STATED TASK: Please copy the records below with each "tag" changed to "mark" and nothing else altered.

--- EXTRACTED INFORMATION ---

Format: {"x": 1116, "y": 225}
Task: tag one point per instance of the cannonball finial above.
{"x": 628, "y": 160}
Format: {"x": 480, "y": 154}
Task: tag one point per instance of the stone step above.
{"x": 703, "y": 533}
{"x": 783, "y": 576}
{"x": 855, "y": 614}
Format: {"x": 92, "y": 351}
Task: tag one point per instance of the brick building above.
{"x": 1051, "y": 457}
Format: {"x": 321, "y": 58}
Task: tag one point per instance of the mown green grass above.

---

REPLY TO THE TASK:
Format: {"x": 1116, "y": 225}
Task: mark one point per instance of the cannonball finial above.
{"x": 628, "y": 160}
Format: {"x": 480, "y": 154}
Task: mark one point per instance of the stone step above.
{"x": 703, "y": 533}
{"x": 783, "y": 576}
{"x": 855, "y": 614}
Format: {"x": 92, "y": 351}
Task: mark one point per instance of the brick building above.
{"x": 1051, "y": 457}
Format: {"x": 321, "y": 58}
Task: mark one point per instance of the mown green grass above.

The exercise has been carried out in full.